TASKS FOR THIS EXERCISE.
- a) In the climate change text, why does the loss of north polar sea ice matter? Please answer in one to three sentences.
- b) Transcribe everything in the climate change text from "It is worth" down to "per cent melted.".

TEXT UNDER STUDY.
-=-=-=-=-

This communiqué represents an unprecedented global corporate alliance. These companies are showing remarkable leadership and I can only congratulate them. It is the fervent hope of myself and the signatories that it will strengthen the resolve of those in Bali to make the tough decisions.
It is worth stressing that if action is taken now we can stop the worst effects of climate change and do so at a cost that is a fraction of the probable cost of inaction. But the window of opportunity is small and growing smaller, and the threats are happening at a speed that is causing real alarm to scientists. Let me give just one example. Two months ago scientists noticed an unprecedented melting of the north polar ice cap. About 43 per cent of the total ice cap normally melts in the summer. This year 66 per cent melted.
The Ice and Snow Data Centre in Colorado predicts that within the next seven to 23 years, the entire north polar ice cap will completely disappear in summer. Why does this matter? A lack of sea ice means that the world is no longer able to reflect as much solar heat as it used to and so the rise in global temperatures will accelerate.
Despite this, there is no evidence that emissions are diminishing. Indeed, at best it is business as usual; at worst emissions are increasing because of economic growth and the burning of fossil fuel, particularly coal.
What these signatory companies understand is that the effects of climate change are irreparable and permanent. The floods, droughts, rising sea-levels, spread of disease and poverty will be with us for ever. It is why it will take a massive effort to tackle it and why so much responsibility rests on the governments in Bali. They meet in the knowledge that a broad spectrum of private sector interests is urging them on. This is critical because we must harness the power of all sectors, public and private. Of crucial importance is the role of big capital providers, such as pension funds and insurance companies, and their ability to direct their investments towards delivering a low carbon economy.

-=-=-=-=-

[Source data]
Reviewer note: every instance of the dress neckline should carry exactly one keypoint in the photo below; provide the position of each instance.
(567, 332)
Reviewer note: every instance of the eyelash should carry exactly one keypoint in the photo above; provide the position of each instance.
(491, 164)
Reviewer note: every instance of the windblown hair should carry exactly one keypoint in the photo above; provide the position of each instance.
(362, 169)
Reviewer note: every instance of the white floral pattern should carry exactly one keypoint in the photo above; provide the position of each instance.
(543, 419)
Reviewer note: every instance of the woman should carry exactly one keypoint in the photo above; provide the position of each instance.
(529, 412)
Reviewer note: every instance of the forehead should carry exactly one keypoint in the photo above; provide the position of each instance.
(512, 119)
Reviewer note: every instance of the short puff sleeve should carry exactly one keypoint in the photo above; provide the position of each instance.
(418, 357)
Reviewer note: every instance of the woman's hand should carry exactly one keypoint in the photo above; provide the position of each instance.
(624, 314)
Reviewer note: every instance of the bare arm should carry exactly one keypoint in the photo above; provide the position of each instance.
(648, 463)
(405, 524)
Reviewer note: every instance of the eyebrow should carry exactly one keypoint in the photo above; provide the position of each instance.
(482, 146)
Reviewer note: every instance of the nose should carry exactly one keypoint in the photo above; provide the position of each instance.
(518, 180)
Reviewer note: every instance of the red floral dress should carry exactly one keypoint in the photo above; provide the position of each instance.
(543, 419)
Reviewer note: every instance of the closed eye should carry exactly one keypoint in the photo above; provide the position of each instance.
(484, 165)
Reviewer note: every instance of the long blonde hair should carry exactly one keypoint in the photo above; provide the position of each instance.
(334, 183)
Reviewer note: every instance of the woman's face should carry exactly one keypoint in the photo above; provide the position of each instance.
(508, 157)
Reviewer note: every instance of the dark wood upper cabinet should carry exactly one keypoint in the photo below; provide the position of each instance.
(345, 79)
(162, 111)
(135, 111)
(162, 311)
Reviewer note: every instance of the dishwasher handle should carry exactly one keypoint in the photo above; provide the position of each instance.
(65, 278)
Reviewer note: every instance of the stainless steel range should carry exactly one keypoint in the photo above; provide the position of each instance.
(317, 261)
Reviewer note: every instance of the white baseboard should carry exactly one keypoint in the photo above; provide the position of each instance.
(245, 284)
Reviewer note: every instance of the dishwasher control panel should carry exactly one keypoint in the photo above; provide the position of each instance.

-=-=-=-=-

ANSWERS.
- a) Without sea ice, the world can no longer reflect as much solar heat as it used to. As a result, the rise in global temperatures will accelerate.

- b)
It is worth stressing that if action is taken now we can stop the worst effects of climate change and do so at a cost that is a fraction of the probable cost of inaction. But the window of opportunity is small and growing smaller, and the threats are happening at a speed that is causing real alarm to scientists. Let me give just one example. Two months ago scientists noticed an unprecedented melting of the north polar ice cap. About 43 per cent of the total ice cap normally melts in the summer. This year 66 per cent melted.